Baby hugging bunny- Diana Evans |
Cuando me tocó la fase de terrores nocturnos, recuerdo levantarme una noche toda esperanzada con la idea de refugiarme bajo la protección de mis progenitores. Les expliqué mi sueño: mi cama flotaba en medio del universo mientras viajaba entre "estrellitas" que subían y bajaban a mi alrededor a gran velocidad. Las veía tanto con los ojos abiertos como cerrados. No les debió de parecer un sueño los suficientemente aterrador y me enviaron de vuelta a mi dormitorio con la recomendación de que me protegiese hermanísima, que contaba con un año de edad y roncaba feliz y tranquila en su cuna, al lado de mi cama. El universo se transformó momentáneamente en un océano, con la sensación de estar sumergida entre extrañas ballenas y aún más extraños tiburones y monstruos marinos. Aquel mar me asustó mucho menos que la idea de errar perdida en el universo. Hermanísima seguía felizmente dormida entre los peces, por lo que no supuso un gran apoyo. El sueño de las estrellitas fue mi pesadilla recurrente durante la infancia. Descubrí que si agarraba mi osa rosa de peluche, me tranquilizaba.
□ □ □
¿Qué seres marinos se mencionan en el relato sobre los terrores nocturnos? Enuméralos todos. Para resolverlo basta con el texto, sin recurrir a los datos.
□ □ □
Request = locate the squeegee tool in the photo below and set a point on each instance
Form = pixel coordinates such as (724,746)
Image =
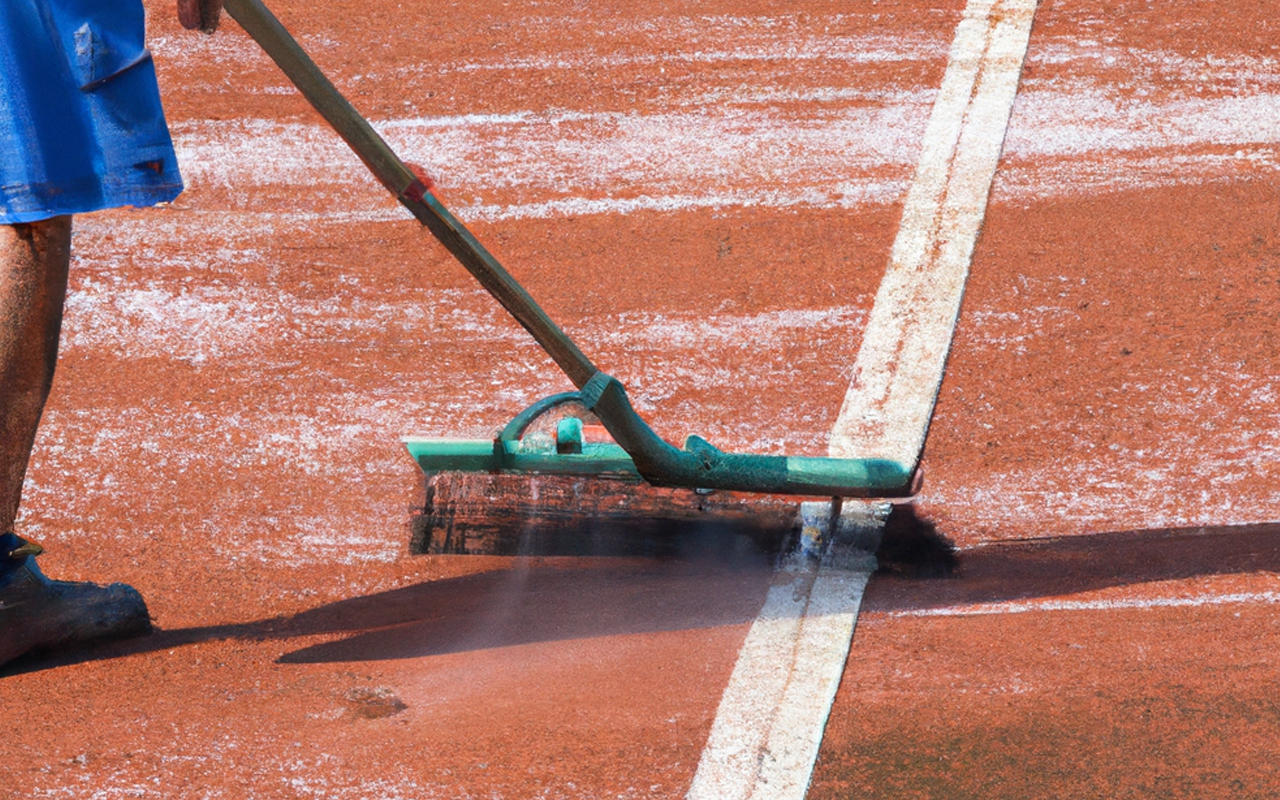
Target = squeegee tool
(638,451)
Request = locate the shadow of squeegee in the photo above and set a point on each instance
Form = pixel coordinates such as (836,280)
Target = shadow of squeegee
(1070,565)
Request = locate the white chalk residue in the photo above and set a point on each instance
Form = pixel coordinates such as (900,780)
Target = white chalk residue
(979,609)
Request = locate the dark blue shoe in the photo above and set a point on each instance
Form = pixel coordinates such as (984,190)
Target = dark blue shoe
(37,613)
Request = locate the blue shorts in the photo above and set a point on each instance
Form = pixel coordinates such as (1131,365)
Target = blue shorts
(81,124)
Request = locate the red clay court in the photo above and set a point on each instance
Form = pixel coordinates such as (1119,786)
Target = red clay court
(705,196)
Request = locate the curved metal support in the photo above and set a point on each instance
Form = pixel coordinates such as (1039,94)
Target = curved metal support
(515,429)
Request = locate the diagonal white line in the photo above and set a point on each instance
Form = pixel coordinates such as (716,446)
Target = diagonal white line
(899,369)
(768,727)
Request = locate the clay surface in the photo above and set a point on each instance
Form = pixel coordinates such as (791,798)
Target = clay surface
(705,195)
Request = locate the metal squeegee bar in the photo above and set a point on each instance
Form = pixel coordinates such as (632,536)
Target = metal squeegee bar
(699,465)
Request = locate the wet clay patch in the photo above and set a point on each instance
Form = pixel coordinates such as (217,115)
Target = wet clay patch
(374,703)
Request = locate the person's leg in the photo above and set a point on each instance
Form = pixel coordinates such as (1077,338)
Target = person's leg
(33,264)
(36,612)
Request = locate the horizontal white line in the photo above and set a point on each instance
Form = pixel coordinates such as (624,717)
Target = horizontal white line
(1020,608)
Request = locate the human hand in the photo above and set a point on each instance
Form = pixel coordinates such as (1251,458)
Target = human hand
(200,14)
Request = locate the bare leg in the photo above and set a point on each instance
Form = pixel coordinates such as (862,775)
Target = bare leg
(36,612)
(33,264)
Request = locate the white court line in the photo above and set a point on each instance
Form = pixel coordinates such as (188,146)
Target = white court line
(771,718)
(899,369)
(769,723)
(984,609)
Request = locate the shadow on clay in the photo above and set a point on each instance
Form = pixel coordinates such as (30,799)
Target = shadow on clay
(534,603)
(711,580)
(1069,565)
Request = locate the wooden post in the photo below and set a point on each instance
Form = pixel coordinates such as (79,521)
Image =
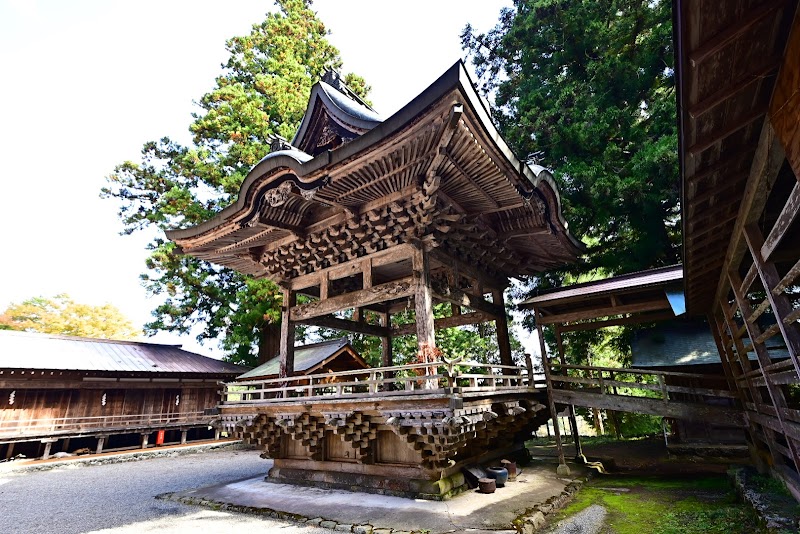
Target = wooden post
(287,334)
(47,445)
(501,324)
(572,420)
(563,469)
(423,306)
(386,341)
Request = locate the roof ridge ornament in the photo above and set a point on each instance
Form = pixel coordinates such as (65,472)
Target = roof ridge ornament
(335,79)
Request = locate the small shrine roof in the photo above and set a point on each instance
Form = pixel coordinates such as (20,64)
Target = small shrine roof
(437,172)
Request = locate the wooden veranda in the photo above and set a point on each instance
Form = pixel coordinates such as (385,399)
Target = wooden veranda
(383,217)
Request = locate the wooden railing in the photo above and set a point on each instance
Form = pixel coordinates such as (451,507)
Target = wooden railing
(639,382)
(413,379)
(27,427)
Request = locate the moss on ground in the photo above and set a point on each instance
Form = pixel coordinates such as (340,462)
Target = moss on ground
(706,505)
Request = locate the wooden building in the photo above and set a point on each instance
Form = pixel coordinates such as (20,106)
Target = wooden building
(59,393)
(383,216)
(738,73)
(327,357)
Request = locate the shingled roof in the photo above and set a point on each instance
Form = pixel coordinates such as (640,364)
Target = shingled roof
(34,351)
(308,359)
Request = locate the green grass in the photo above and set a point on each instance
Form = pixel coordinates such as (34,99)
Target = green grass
(705,505)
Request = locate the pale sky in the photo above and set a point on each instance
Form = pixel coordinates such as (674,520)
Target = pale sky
(85,83)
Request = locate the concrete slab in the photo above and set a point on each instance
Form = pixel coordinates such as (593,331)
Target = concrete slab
(469,511)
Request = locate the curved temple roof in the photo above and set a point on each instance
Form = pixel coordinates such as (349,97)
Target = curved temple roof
(436,172)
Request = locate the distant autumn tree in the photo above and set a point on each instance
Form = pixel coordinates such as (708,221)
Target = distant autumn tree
(62,315)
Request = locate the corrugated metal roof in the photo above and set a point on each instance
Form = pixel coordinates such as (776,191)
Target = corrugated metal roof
(642,279)
(681,343)
(27,350)
(305,358)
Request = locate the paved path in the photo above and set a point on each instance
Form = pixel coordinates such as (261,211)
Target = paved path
(120,497)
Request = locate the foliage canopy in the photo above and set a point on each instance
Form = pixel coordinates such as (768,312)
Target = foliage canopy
(261,93)
(62,315)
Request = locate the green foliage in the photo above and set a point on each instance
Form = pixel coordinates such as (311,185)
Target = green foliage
(587,88)
(62,315)
(666,506)
(262,92)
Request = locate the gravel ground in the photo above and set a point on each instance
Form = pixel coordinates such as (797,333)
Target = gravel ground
(120,497)
(588,521)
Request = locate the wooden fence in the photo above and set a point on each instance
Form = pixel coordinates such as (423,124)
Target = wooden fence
(413,379)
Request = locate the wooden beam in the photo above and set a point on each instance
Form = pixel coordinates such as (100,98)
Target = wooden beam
(784,222)
(639,307)
(719,135)
(486,281)
(457,296)
(353,267)
(735,87)
(374,295)
(678,410)
(501,325)
(423,300)
(329,321)
(444,322)
(733,32)
(287,334)
(635,319)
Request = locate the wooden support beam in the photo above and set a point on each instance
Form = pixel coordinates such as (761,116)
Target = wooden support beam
(635,319)
(550,397)
(287,334)
(365,297)
(487,281)
(768,69)
(677,410)
(780,304)
(501,325)
(733,32)
(785,220)
(445,322)
(386,341)
(360,327)
(353,267)
(624,309)
(423,300)
(719,135)
(470,301)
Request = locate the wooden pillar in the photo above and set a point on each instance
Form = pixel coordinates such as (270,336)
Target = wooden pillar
(423,306)
(287,334)
(48,444)
(501,325)
(386,341)
(572,420)
(563,469)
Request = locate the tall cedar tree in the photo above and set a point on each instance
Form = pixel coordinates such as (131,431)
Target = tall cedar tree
(262,92)
(587,88)
(62,315)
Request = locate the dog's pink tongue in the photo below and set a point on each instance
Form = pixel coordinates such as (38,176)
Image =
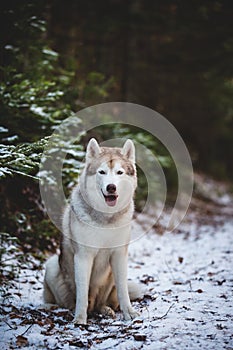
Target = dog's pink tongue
(111,200)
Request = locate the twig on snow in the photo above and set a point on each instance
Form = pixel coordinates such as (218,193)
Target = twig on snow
(163,316)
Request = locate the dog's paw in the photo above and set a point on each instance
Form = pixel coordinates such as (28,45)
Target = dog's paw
(130,313)
(107,311)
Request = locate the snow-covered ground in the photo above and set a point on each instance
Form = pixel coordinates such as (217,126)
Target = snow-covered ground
(188,303)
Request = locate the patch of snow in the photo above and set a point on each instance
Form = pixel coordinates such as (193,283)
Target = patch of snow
(188,302)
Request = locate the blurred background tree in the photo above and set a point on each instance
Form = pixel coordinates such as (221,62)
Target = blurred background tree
(57,57)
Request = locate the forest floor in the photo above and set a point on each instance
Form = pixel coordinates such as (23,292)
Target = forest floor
(188,302)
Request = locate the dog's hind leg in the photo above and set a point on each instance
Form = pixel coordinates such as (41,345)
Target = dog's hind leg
(48,295)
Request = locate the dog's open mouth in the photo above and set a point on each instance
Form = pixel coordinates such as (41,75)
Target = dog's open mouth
(110,199)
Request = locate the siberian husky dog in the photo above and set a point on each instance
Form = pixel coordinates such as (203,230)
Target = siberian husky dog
(90,273)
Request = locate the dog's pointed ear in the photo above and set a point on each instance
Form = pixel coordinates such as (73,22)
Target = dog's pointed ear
(128,150)
(93,149)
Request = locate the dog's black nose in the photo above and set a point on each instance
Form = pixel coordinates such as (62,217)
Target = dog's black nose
(111,188)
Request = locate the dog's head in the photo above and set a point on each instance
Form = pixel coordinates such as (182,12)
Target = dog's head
(110,176)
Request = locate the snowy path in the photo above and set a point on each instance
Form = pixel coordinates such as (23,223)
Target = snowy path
(188,304)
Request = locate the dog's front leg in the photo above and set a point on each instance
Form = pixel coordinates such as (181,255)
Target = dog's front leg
(82,270)
(119,261)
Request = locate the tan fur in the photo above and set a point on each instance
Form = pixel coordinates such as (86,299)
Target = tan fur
(91,272)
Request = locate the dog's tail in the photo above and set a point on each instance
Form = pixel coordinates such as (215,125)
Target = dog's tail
(135,291)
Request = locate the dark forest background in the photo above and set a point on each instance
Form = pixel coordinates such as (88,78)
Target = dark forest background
(58,57)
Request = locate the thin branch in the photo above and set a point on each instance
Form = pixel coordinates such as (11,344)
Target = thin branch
(163,316)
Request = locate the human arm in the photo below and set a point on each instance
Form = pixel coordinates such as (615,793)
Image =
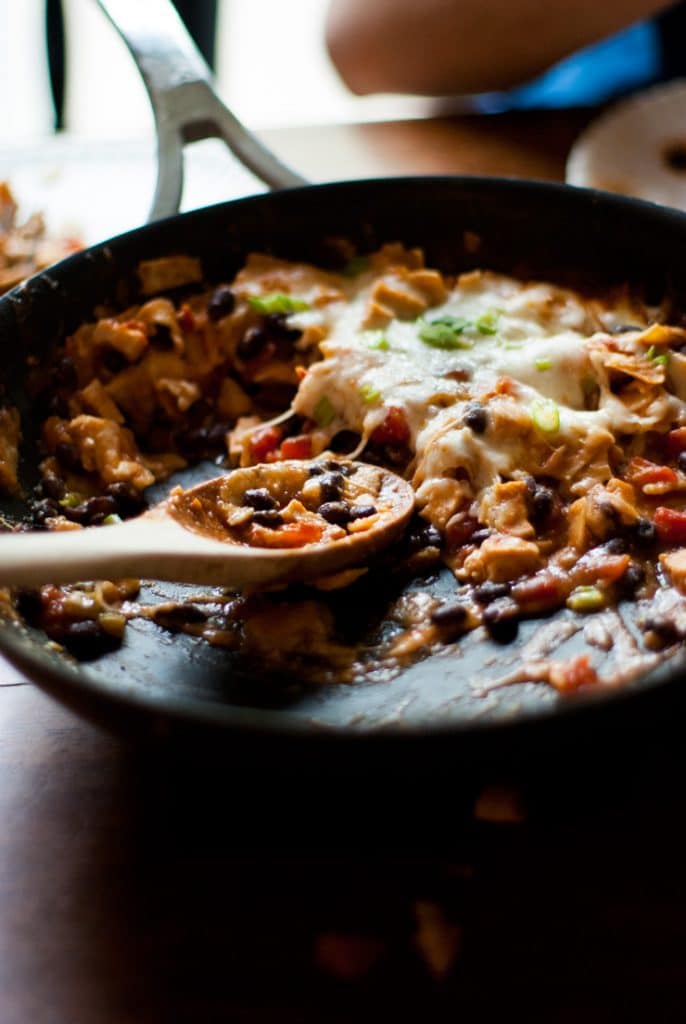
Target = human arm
(439,47)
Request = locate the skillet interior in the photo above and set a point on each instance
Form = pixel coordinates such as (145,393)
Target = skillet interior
(552,231)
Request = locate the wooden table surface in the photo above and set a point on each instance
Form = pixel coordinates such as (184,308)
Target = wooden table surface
(140,886)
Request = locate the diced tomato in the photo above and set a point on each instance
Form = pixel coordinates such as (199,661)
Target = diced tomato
(263,442)
(394,429)
(570,675)
(641,471)
(675,442)
(297,448)
(598,565)
(185,317)
(671,525)
(291,535)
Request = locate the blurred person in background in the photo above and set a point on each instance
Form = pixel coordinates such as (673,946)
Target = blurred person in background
(513,53)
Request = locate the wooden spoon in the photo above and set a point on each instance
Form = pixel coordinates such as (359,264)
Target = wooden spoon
(187,538)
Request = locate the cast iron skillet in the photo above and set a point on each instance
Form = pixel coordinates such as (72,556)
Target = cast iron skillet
(158,680)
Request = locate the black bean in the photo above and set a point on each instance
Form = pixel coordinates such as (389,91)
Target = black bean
(51,486)
(45,509)
(194,442)
(252,343)
(431,537)
(501,619)
(339,467)
(487,592)
(615,546)
(29,605)
(270,518)
(542,504)
(68,456)
(331,485)
(643,532)
(259,498)
(162,339)
(65,373)
(57,406)
(451,613)
(361,512)
(216,435)
(129,501)
(114,360)
(86,640)
(424,536)
(220,303)
(101,505)
(475,417)
(337,513)
(178,615)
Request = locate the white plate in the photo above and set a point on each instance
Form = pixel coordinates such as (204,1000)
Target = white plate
(637,147)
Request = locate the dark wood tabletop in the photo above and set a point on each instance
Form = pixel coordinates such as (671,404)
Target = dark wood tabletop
(146,884)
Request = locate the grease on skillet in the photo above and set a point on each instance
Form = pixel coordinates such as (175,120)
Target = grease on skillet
(544,430)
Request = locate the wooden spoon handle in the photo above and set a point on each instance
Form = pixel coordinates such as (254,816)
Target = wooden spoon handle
(97,553)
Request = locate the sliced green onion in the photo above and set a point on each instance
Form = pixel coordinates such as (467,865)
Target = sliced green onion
(546,416)
(369,394)
(356,265)
(324,413)
(71,500)
(445,332)
(378,341)
(586,599)
(276,302)
(487,323)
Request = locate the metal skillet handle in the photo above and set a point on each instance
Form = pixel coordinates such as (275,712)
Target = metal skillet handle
(184,103)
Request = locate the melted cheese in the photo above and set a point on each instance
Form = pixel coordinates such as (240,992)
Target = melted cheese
(543,345)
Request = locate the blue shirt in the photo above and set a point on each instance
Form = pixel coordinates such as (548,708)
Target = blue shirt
(632,59)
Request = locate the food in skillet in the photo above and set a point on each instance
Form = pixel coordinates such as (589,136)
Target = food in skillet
(544,430)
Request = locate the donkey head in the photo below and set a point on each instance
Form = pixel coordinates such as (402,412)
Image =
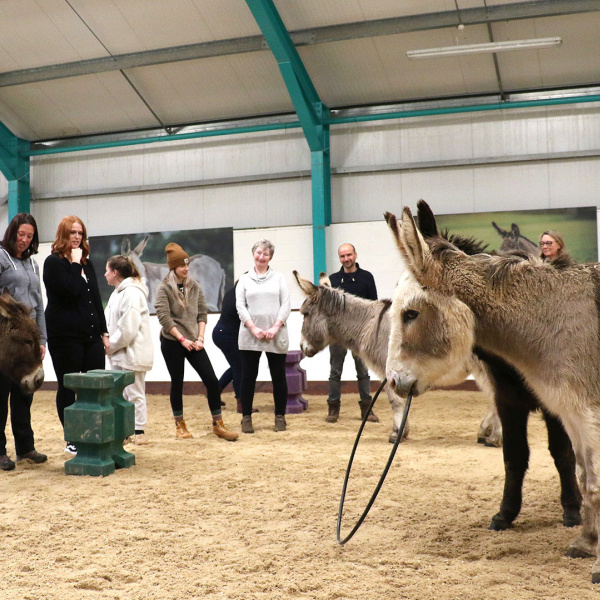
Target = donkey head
(432,334)
(321,301)
(20,354)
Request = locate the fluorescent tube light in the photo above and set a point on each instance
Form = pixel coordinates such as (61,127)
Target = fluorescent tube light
(483,48)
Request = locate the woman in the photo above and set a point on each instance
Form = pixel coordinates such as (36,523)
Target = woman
(182,313)
(77,334)
(263,304)
(130,339)
(20,274)
(552,245)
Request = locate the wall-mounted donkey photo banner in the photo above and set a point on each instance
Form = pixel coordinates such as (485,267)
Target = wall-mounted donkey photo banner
(210,251)
(522,229)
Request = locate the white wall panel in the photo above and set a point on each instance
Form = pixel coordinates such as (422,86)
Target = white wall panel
(449,191)
(515,187)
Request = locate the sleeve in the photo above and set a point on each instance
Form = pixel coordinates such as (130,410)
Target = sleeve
(240,300)
(163,308)
(95,291)
(129,321)
(284,300)
(63,278)
(202,307)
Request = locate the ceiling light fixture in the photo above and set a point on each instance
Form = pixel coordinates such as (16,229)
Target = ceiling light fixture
(485,48)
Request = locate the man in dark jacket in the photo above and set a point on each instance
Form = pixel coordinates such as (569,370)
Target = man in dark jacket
(350,278)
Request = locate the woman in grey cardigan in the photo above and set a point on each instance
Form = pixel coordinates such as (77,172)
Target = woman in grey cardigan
(21,275)
(263,304)
(182,313)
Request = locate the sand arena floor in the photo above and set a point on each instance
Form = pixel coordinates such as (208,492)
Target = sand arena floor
(255,519)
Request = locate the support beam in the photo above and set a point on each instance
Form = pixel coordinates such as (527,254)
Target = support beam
(14,165)
(312,114)
(306,37)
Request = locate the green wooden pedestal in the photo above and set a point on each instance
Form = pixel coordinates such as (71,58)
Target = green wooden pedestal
(124,416)
(90,424)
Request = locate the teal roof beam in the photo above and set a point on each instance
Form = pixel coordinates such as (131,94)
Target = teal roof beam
(304,96)
(14,165)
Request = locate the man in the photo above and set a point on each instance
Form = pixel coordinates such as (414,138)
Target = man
(350,278)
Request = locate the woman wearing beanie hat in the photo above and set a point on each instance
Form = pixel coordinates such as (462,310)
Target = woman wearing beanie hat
(182,313)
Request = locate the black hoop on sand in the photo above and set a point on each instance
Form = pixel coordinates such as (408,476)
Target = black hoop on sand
(385,470)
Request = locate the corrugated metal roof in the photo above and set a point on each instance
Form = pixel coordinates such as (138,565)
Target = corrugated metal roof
(237,75)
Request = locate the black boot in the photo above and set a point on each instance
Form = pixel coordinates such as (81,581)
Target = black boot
(334,412)
(364,407)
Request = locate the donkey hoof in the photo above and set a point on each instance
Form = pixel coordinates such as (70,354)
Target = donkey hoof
(499,523)
(574,551)
(571,518)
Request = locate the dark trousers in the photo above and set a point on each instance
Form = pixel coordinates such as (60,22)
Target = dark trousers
(70,355)
(20,416)
(250,361)
(226,342)
(337,355)
(175,356)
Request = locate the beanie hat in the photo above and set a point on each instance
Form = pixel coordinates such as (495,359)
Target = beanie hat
(176,256)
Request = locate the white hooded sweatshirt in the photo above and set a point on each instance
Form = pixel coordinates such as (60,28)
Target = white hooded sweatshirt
(128,323)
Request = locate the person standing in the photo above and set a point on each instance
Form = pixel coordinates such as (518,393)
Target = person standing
(182,313)
(20,274)
(77,333)
(354,280)
(130,338)
(263,304)
(552,245)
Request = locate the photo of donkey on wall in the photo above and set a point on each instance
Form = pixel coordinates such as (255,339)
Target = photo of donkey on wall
(210,251)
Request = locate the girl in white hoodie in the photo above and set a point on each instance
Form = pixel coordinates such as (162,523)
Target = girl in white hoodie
(130,339)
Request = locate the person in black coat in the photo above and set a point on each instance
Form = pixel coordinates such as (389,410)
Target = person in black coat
(77,333)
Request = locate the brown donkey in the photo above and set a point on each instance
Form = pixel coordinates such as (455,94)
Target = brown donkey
(540,318)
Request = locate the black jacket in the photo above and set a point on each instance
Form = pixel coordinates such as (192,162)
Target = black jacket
(74,307)
(360,283)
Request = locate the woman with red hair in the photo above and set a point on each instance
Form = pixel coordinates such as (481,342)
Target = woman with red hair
(77,333)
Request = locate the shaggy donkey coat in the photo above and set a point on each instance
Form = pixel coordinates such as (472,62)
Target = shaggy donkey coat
(541,319)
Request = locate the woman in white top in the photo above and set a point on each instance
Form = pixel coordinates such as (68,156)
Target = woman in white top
(130,339)
(263,304)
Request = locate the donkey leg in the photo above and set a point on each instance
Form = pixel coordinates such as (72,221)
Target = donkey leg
(516,460)
(561,450)
(397,403)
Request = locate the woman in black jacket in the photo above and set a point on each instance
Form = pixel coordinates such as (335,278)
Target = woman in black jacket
(77,335)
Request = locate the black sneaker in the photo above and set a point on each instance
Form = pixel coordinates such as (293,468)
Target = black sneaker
(6,464)
(71,449)
(34,456)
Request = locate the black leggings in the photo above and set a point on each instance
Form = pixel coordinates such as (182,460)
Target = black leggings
(70,355)
(250,360)
(175,356)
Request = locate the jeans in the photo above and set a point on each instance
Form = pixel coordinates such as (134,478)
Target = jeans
(250,361)
(337,354)
(20,416)
(175,356)
(226,342)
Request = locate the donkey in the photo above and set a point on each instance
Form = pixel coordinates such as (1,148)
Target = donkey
(513,240)
(540,318)
(20,354)
(332,316)
(204,269)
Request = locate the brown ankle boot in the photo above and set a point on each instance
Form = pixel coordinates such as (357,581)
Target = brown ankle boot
(181,432)
(220,430)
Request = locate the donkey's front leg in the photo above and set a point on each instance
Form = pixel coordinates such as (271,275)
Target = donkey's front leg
(397,403)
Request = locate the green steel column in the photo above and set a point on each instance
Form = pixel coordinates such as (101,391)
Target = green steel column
(14,165)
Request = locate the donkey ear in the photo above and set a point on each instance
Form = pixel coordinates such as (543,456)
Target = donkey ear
(324,279)
(426,220)
(412,246)
(308,287)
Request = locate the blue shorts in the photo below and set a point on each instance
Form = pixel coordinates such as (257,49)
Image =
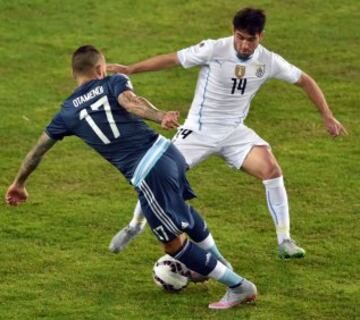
□ □ □
* **Respuesta del ejercicio**
Ballenas, tiburones, monstruos marinos y peces.